#### [The problem]
Copy the listing exactly. Omit nothing.

#### [Exercise material]
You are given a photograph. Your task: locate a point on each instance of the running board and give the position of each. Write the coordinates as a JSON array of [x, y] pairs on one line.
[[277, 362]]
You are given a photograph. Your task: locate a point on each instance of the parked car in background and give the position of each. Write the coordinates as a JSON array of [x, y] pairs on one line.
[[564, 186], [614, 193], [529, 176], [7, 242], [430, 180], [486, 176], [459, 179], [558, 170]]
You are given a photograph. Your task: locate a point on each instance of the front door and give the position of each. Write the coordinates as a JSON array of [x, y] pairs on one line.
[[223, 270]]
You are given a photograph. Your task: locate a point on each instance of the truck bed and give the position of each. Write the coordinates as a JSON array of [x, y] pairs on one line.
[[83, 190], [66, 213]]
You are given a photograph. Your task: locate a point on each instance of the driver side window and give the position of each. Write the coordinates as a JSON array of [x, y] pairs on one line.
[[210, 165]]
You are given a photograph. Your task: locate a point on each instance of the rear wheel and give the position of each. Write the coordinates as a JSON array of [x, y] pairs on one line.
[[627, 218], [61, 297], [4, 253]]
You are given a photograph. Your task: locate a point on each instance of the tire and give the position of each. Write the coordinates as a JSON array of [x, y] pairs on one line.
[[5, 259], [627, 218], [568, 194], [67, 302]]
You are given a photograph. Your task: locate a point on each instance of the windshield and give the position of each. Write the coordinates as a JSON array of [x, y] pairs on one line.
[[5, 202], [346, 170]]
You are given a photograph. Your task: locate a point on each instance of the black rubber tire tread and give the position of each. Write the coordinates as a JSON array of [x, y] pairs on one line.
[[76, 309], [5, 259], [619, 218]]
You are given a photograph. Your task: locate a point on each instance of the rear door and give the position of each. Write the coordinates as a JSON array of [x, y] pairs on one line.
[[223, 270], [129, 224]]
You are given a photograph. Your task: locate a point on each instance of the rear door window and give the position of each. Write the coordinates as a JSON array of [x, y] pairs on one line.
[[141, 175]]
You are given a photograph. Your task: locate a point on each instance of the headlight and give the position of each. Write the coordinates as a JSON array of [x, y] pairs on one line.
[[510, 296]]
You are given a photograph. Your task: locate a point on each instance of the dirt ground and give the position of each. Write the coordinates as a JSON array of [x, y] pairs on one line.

#### [Answer to the exercise]
You are given a photograph. Your task: locate a point on each instance of the running board and give the position of each. Write the coordinates as a JSON array of [x, y] pairs on one line.
[[277, 362]]
You are given a photograph. Your task: locate a point on each instance of the parked car in background and give the position of each. Write the coordinates as a JSON array of [x, y] pairs on one line.
[[564, 186], [614, 193], [529, 176], [7, 242], [430, 180], [486, 176], [459, 179], [558, 170]]
You are given a photograph. Your task: locate a point on each instance of the front door and give the position of each. Write the coordinates as a JSON array of [x, y] pairs on one line.
[[223, 270]]
You are given a photograph. Your task: locate a point on each instance of the truck bed and give the position of each. Write the coordinates as a JSON array of [x, y] pairs on one line.
[[83, 190], [66, 213]]
You are given a photograph. Your task: locate a point on each instance of the driver side window and give the position of each. Write the coordinates as a JSON array of [x, y] pairs on one line.
[[210, 165]]
You are given a photograph. Your task: locate a point on each instance of the rear wheel and give the position of each. Write the coordinates as a JSON array of [x, y] pairs on one line.
[[627, 218], [61, 297], [4, 253]]
You are given a photograph. Your task: locate a point on each instance of the tire and give the position of each. Write the coordinates as a JSON array of [x, y] pairs on one line.
[[5, 259], [627, 218], [568, 194], [67, 302]]
You are given a photograph. Your task: locate a point on each instance of the windshield and give the position of each. Write the coordinates as a JSON array of [x, y] pairs on one line.
[[5, 202], [346, 170]]
You are given a photograph. Your task: locate a point on each instance of the black rubber tire tread and give the position of each. Write the coordinates as a JSON array of [x, y] pairs on one line.
[[76, 309], [5, 259], [619, 218]]
You are given a photograph. Your task: locate a point on each instance of the rear door and give the position of each. Write the coordinates as a JSON array of [x, y] pairs on one line.
[[223, 270], [129, 224]]
You are given a photograph. Your task: locate a point on each instance of the rear door window and give the position of each. Write the coordinates as a JSON array of [x, y] pairs on one line.
[[141, 175]]
You are given a photograph. Your task: locate a point on each instance of the headlight and give the position of each. Write the coordinates as a JSON array of [x, y] pairs on one line.
[[510, 296]]
You are given a photograph. Your task: locate a point on each instance of the dirt ground and give the position of each. Write the coordinates as a JSON array of [x, y] pairs on one line.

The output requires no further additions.